===== Selected passage

Robert Glasper: Top 5 Jazz Records, Hip Hop Records, and More

Robert Glasper at Newport
Robert Glasper came to Harvard today to give an open talk moderated by 9th Wonder. The event was partially sponsored by Red Bull, which explains why there was a strange illuminated case of Red Bull cans sitting conspicuously behind Glasper and 9th Wonder during the conversation.

They covered a lot of ground; Glasper dropped plenty of great lines in concise CliffNotes form about his thoughts on jazz, the creative process, and things that have been on his mind lately. 

Glasper's probably been asked about his top five records a million times, but his answers seem really consistent with his playing, since they're records that personally affected him the most. 

His top five jazz records were:
  • Now He Sings, Now He Sobs, Chick Corea
  • Live at the Blue Note, Oscar Peterson ("The one with 'Billie's Bounce' on it,' he said)

==========

### Problem A
Which three subjects does the Glasper piece say his remarks at the talk touched on?
### Problem B
Transcribe the Glasper piece starting with "Robert Glasper: Top" and going on through "his mind lately.".
Work only from the Glasper piece.

===== Given material

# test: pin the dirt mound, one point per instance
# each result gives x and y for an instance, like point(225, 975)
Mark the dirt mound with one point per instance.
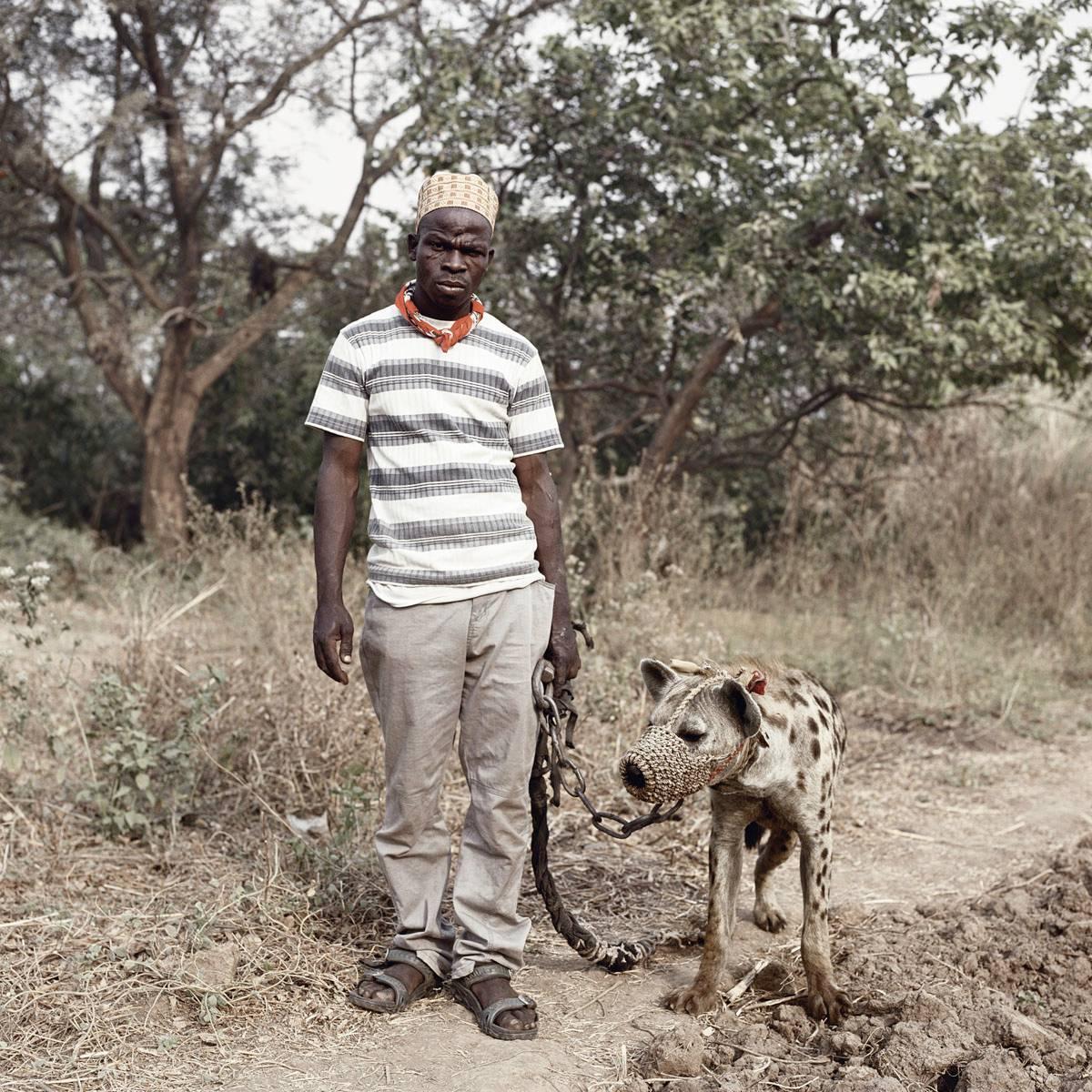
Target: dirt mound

==========

### Correct answer A
- Jazz
- The creative process
- Things that have been on his mind lately

### Correct answer B
Robert Glasper: Top 5 Jazz Records, Hip Hop Records, and More

Robert Glasper at Newport
Robert Glasper came to Harvard today to give an open talk moderated by 9th Wonder. The event was partially sponsored by Red Bull, which explains why there was a strange illuminated case of Red Bull cans sitting conspicuously behind Glasper and 9th Wonder during the conversation.

They covered a lot of ground; Glasper dropped plenty of great lines in concise CliffNotes form about his thoughts on jazz, the creative process, and things that have been on his mind lately.